### Goal of the exercise
Reproduce all of the material word for word.

* * *

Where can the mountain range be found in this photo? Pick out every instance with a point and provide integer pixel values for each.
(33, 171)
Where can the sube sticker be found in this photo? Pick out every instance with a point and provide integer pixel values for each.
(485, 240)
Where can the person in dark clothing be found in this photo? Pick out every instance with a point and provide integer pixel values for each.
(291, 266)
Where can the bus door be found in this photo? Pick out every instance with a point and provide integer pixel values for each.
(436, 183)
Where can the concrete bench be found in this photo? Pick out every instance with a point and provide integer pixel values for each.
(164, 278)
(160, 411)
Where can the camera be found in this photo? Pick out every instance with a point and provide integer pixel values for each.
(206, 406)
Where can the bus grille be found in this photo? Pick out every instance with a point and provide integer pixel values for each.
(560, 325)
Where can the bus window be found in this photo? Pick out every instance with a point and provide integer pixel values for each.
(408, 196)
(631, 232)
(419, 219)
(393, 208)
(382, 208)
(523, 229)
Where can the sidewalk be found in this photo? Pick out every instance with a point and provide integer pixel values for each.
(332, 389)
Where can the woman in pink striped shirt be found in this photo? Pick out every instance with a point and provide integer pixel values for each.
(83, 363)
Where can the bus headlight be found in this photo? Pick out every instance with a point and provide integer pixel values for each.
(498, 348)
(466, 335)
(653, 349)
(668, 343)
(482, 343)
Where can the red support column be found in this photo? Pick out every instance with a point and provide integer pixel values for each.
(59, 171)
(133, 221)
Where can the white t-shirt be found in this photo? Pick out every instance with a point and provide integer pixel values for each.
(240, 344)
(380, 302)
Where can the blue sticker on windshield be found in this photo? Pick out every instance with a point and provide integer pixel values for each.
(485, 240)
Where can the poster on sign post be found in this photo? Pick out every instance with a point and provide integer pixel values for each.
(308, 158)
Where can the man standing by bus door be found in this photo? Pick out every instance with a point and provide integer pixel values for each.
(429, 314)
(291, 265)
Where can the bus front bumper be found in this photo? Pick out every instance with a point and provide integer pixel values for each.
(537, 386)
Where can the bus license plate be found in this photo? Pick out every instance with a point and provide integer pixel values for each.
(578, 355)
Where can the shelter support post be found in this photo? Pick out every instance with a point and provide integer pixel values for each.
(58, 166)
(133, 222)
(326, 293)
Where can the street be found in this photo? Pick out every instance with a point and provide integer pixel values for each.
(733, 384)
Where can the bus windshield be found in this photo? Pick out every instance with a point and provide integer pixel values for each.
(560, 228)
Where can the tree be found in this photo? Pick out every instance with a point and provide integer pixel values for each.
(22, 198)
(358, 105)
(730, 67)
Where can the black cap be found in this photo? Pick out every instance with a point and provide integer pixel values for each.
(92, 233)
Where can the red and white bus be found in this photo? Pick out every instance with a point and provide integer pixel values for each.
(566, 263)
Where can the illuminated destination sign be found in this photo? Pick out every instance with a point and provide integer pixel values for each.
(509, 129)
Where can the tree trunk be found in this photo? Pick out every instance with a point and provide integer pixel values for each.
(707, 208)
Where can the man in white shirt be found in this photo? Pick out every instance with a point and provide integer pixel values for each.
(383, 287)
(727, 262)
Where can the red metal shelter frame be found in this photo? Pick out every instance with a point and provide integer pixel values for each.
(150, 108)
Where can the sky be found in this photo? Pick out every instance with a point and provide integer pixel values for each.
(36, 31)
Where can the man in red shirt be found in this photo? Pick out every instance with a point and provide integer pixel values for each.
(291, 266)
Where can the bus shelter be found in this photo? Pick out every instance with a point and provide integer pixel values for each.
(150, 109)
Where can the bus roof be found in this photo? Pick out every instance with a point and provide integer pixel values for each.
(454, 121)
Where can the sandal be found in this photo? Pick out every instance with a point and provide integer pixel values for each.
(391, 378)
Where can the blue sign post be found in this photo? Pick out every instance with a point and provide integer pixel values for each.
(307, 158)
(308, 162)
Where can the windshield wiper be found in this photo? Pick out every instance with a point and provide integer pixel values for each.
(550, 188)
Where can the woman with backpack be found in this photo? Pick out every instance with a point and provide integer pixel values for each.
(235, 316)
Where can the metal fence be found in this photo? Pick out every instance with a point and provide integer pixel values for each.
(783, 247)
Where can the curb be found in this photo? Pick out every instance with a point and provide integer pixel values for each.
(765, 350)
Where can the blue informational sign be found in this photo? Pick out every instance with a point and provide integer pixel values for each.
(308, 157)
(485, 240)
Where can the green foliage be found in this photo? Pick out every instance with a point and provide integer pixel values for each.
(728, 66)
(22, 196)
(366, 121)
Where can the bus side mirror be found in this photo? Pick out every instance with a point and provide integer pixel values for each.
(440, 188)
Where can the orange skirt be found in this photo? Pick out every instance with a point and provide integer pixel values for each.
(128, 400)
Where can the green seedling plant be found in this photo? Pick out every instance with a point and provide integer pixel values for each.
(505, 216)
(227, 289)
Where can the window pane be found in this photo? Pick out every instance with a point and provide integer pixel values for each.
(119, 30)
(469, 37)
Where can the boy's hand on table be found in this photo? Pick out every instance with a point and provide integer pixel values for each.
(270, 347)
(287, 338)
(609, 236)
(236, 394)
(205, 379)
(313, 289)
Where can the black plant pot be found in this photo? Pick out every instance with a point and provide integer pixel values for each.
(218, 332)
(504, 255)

* * *

### Completed exercise
Where can the mountain range be found in this photo? Pick out every instance with a point and provide integer pixel values for each.
(33, 171)
Where can the sube sticker be found in this photo? Pick out every instance with a point and provide integer pixel values for each.
(485, 240)
Where can the person in dark clothing be found in this photo? Pick out every instance with a point and provide integer pixel values for each.
(291, 266)
Where can the bus door be found in this photo? Pick out every instance with a point and provide integer pixel values for each.
(436, 183)
Where can the concrete bench be found in this photo? Pick out every instance with a point and provide integer pixel values for each.
(164, 278)
(160, 411)
Where can the camera be found in this photo? Pick out every instance with a point and provide integer pixel values for each.
(206, 406)
Where can the bus grille be found in this photo? Pick out every instance with a point and provide integer pixel values for each.
(560, 325)
Where can the bus window be found in this photo? Pick out every instance with a point and provide integer pixel values for each.
(408, 196)
(631, 232)
(419, 219)
(393, 208)
(382, 208)
(523, 229)
Where can the sidewalk be found in this photo? Pick out every instance with a point and provide integer pixel values for each.
(332, 389)
Where can the woman in pink striped shirt be found in this photo? Pick out every instance with a point and provide integer pixel values for each.
(83, 363)
Where can the bus headlight be found in this photo? Pick out every instance with a point and provide integer pixel values for each.
(498, 348)
(466, 335)
(653, 349)
(668, 343)
(482, 343)
Where can the red support column be found in this photo? Pick out every instance with a point and provide integer pixel values for each.
(59, 171)
(133, 221)
Where can the white t-shirt be found in this photo? Pick out every instance with a point and provide integer pixel values for each.
(240, 344)
(380, 302)
Where can the blue sticker on windshield be found in this photo? Pick out every instance with a point and provide integer pixel values for each.
(485, 240)
Where can the poster on sign post be found in this photo? Pick out every instance with a point and provide integer pixel values for each.
(308, 158)
Where can the man standing by bus door be found in this photo? Pick out every instance with a point and provide integer pixel values for each.
(429, 314)
(291, 265)
Where can the bus front bumper be found in this photo? Pick out every instance with a point and provide integer pixel values for each.
(537, 386)
Where can the bus license plate be found in this photo? Pick out every instance with a point and provide integer pixel values for each.
(578, 355)
Where can the shelter support post be found in this photo? Pick out every instance with a point and provide integer pixel values for each.
(58, 166)
(133, 222)
(326, 293)
Where can the street be found in this photo? Pick out every instance with a point and provide integer pixel values for each.
(733, 384)
Where can the bus windshield be found in this photo? Pick out every instance with a point and provide integer pixel values for each.
(560, 228)
Where can the tree be found in this photo? Pick out every instance with a point and provide integer pixel values for each.
(22, 198)
(358, 105)
(730, 67)
Where can the black cap be found in this photo? Pick out every instance with a point and provide integer pixel values for each.
(92, 233)
Where can the red and white bus be found in this photo? Pick out every instance with a point and provide integer pixel values for each.
(566, 263)
Where can the illuminated destination sign be found in this photo? Pick out every instance with a point and provide integer pixel values for each.
(509, 129)
Where can the tree trunk be found in this photo? Pick out every instance with a point and provide integer pixel values for each.
(707, 208)
Where can the man in white shirt be found in this photo? Pick out every instance with a point and provide integer pixel values for each.
(383, 287)
(727, 262)
Where can the red metal shelter frame be found in this photo? Pick out every instance with a point and provide integer pixel values for each.
(150, 108)
Where can the sky be found in this photo? Pick out every instance with a point and provide integer pixel values for each.
(36, 31)
Where can the man in red shirt be found in this photo? Pick out every instance with a point and provide integer pixel values for each.
(291, 266)
Where can the bus shelter be found in this photo? Pick out every instance with a point and provide integer pixel values for each.
(150, 109)
Where can the bus roof be found in this photo? Pick out every instance with a point and provide integer pixel values for each.
(454, 121)
Where can the sandal be found in this photo? Pick out every instance with a point and provide integer pixel values for each.
(391, 378)
Where can the blue sign post be found in this photo? Pick out every instance with a point and provide integer pixel values for each.
(307, 158)
(308, 162)
Where can the windshield wiper be found in this photo? Pick out every instance with a point and provide integer pixel values for each.
(550, 188)
Where can the woman with backpack be found in this photo? Pick out every instance with a point and provide integer pixel values for each.
(235, 316)
Where can the metal fence be found in this photo? Pick out every instance with a point and provide integer pixel values for each.
(783, 247)
Where can the curb be found in this photo? Pick out every instance with a point and provide integer pixel values for each.
(765, 350)
Where can the blue informational sign be found in this photo? Pick out every instance with a point and provide integer pixel values for each.
(308, 157)
(485, 240)
Where can the green foliage be found in this photo? Pick out every instance with a point and provide integer pixel values for each.
(728, 66)
(22, 196)
(366, 121)
Where can the bus side mirror be found in this photo? Pick out every instance with a point and provide integer pixel values for each.
(440, 188)
Where can the orange skirt be found in this photo? Pick out every instance with a point and provide integer pixel values for each.
(128, 400)
Where can the green seedling plant be found in this photo? Pick out every instance with a point and provide integer pixel values for each.
(505, 216)
(227, 289)
Where can the window pane be found in this photo? Pick out every instance with a point and provide integer pixel values for each.
(119, 30)
(469, 37)
Where can the boy's hand on table be found in this photo? Pick out every instance with a point and provide integer pixel values for each.
(270, 347)
(287, 338)
(609, 236)
(236, 394)
(205, 379)
(313, 289)
Where can the black plant pot be found in this photo? Pick out every instance with a point and provide integer pixel values for each.
(218, 332)
(504, 255)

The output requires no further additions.